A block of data
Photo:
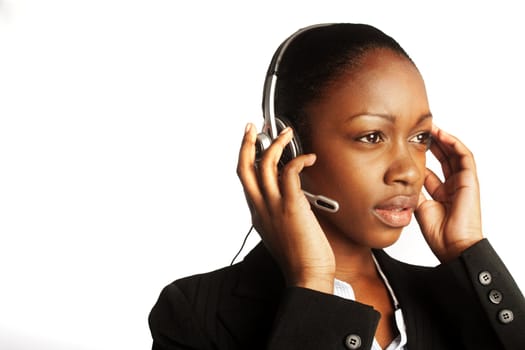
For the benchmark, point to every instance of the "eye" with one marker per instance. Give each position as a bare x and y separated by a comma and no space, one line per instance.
373,137
424,138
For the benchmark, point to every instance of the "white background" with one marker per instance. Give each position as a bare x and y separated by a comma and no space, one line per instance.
120,122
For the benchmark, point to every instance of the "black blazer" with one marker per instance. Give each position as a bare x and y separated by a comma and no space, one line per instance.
469,303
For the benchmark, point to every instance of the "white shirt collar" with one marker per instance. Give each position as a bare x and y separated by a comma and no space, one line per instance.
344,290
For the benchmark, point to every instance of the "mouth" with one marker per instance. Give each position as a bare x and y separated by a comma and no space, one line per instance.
396,211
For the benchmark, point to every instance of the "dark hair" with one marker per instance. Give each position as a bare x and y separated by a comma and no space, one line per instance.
315,58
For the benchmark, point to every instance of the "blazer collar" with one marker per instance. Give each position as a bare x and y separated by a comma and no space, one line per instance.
260,276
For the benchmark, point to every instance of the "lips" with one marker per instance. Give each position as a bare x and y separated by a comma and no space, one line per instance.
396,211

The task
Convert the rows above into a Markdown table with two columns, Number and Line, giving each nonblank line its own numbered row and covering every row. Leave the pictures out of the table.

The answer
| Number | Line |
|---|---|
| 1 | Photo: |
| 2 | For the benchmark, point to every instance of the "eye" with one marker per instance. Give each position as a bare x and y separated by a comma and no space, one line per instance. |
| 3 | 373,137 |
| 4 | 424,138 |
| 5 | For the benchmark, point to every instance of the "white background" with one marker per instance. Give each position as a bare x and y separated by a comma and no space, one line per instance. |
| 6 | 120,122 |
| 7 | For the benchmark, point to every instance of the "black blazer" with one marker per instance. Give each position as a bare x and y separated by a comma and no space, one line per instance. |
| 8 | 469,303 |
| 9 | For the benchmark, point to every instance of the "white shirt collar" with one marker per instance. Give each position as a bare x and y separated by a comma and no space, one line per instance. |
| 10 | 344,290 |
| 11 | For the benchmark, point to every instance of the "mouth" with one marker per instance. Give each position as a bare x and y separated by a comma and no space, one line per instance. |
| 12 | 396,211 |
| 13 | For the benchmark, point to every instance of the "dark hair" with one marker per instance. Give each position as a bare x and y separated by a comma and no space, one line per instance. |
| 14 | 315,58 |
| 15 | For the benchmark, point to every instance of the "blazer collar" with one marker per instance. Give each position as a bare x and y separated by a comma and no space, one line per instance. |
| 16 | 260,276 |
| 17 | For the benchmark, point to every instance of the "lips" with one marker per instance. Give each position as a bare x and y separated by a comma and no space, one line per instance. |
| 18 | 396,211 |